#### Exercise brief:
Copy the lines below exactly, starting with the line that contains "Given the photograph above, point out the black cold-shoulder" and ending at the end of the records, with both ends included.

#### Provided records:
__________________________________________________
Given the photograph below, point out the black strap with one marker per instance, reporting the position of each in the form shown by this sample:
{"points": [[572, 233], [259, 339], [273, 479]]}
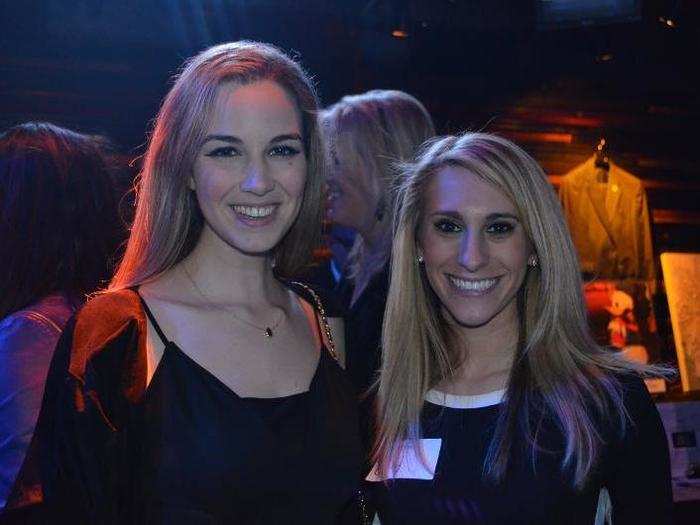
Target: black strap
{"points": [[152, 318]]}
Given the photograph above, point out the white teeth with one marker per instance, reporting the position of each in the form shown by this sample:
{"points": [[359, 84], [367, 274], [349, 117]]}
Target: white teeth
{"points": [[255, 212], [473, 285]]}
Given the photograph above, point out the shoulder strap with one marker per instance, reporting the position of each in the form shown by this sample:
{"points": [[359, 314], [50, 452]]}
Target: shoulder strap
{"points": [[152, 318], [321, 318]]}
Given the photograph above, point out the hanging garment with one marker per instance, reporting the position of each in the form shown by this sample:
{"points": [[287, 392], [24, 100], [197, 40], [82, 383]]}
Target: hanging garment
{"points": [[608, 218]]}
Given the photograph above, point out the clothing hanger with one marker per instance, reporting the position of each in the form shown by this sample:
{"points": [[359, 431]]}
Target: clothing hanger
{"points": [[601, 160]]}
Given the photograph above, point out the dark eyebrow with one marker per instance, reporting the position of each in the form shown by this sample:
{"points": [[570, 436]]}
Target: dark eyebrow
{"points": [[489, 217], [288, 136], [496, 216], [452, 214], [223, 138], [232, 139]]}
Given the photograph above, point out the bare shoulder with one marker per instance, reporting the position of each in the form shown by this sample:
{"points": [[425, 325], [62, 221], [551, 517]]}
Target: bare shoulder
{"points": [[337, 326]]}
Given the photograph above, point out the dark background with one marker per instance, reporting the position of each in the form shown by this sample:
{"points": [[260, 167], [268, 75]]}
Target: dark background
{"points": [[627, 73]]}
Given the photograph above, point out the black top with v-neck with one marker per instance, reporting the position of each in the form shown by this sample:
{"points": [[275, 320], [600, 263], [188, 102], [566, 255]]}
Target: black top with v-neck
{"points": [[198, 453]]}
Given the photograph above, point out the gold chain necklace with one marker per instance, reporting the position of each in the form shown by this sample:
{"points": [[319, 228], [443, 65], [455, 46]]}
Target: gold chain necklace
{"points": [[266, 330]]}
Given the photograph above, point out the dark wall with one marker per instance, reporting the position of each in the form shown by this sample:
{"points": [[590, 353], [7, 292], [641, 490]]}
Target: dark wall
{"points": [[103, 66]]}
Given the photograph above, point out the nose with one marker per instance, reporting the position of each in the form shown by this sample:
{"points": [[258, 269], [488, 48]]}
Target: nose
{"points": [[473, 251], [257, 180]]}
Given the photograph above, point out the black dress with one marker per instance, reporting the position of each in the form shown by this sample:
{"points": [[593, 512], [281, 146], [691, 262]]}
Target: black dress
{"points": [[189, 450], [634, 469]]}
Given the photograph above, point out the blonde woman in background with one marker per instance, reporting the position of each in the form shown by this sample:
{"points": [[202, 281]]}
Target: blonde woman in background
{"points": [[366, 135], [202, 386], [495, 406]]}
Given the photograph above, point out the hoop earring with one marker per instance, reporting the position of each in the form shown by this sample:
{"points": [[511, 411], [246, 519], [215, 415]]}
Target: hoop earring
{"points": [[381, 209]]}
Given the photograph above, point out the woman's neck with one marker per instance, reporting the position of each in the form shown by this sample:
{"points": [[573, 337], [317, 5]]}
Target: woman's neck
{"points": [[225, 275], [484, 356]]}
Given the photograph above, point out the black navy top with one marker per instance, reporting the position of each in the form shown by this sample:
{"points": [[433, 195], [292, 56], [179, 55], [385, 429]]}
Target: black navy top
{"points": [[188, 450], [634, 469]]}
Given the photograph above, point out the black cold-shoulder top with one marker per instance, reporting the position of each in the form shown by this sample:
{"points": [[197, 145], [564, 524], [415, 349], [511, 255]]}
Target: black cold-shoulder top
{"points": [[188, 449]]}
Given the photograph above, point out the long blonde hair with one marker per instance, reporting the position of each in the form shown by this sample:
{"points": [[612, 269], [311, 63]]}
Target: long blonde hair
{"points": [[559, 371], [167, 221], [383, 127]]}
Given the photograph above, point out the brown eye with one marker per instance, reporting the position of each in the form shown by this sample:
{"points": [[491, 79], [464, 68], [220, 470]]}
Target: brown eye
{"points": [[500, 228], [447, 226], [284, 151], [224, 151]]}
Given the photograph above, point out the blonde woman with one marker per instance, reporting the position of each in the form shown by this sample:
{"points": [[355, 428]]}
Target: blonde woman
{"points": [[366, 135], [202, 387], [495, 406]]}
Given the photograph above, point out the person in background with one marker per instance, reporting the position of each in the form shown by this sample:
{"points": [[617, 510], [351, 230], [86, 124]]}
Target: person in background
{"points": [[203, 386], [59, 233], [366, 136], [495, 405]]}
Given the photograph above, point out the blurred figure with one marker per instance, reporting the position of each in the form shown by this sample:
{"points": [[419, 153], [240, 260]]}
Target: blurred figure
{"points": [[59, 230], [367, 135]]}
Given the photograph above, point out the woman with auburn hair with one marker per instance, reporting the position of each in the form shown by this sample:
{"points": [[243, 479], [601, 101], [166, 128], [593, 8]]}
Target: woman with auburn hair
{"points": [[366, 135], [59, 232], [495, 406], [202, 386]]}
__________________________________________________
#### Exercise answer:
Given the photograph above, point out the black cold-shoulder top with one marker per instance, reporting the position of each in the form shown by this sample:
{"points": [[197, 145], [564, 524], [415, 349], [511, 255]]}
Target: black cold-shoulder top
{"points": [[188, 449]]}
Given the photograph above, point out the long blonde hair with one marker per instance, reporting the position of each in the form shown by this sample:
{"points": [[612, 269], [311, 63]]}
Target: long blonde hair
{"points": [[559, 371], [167, 221], [383, 127]]}
Given the photograph above, point out the brown eye with one marker per instance, reporting the position of each in the form shown by this sample:
{"points": [[491, 79], [464, 68], [220, 470]]}
Target: brown eye
{"points": [[500, 228], [447, 226], [284, 151], [224, 151]]}
Given the photograph above, point out the blonde woman with one marker per instance, reporting the position of each in the form shown by this sample:
{"points": [[355, 428]]}
Target: blonde woman
{"points": [[366, 135], [202, 387], [495, 406]]}
Given the photograph above, point out the person in background with one marker per instance, reporting the position of each in the form shown by this sample:
{"points": [[617, 510], [351, 230], [86, 124]]}
Target: person in background
{"points": [[203, 386], [59, 233], [366, 136], [495, 405]]}
Given the photograph above, point out the blurred figure with one marker per instance, reporting the position of each in the form shown by this sample:
{"points": [[419, 153], [240, 260]]}
Target: blurred figure
{"points": [[59, 230], [367, 135]]}
Given the photograph above, point out the woman with auburn hair with one marker per instance, reporting the position of each in the form shown by this sample:
{"points": [[243, 479], [601, 101], [166, 128], [593, 8]]}
Target: woman with auburn hair
{"points": [[366, 135], [59, 232], [495, 406], [202, 386]]}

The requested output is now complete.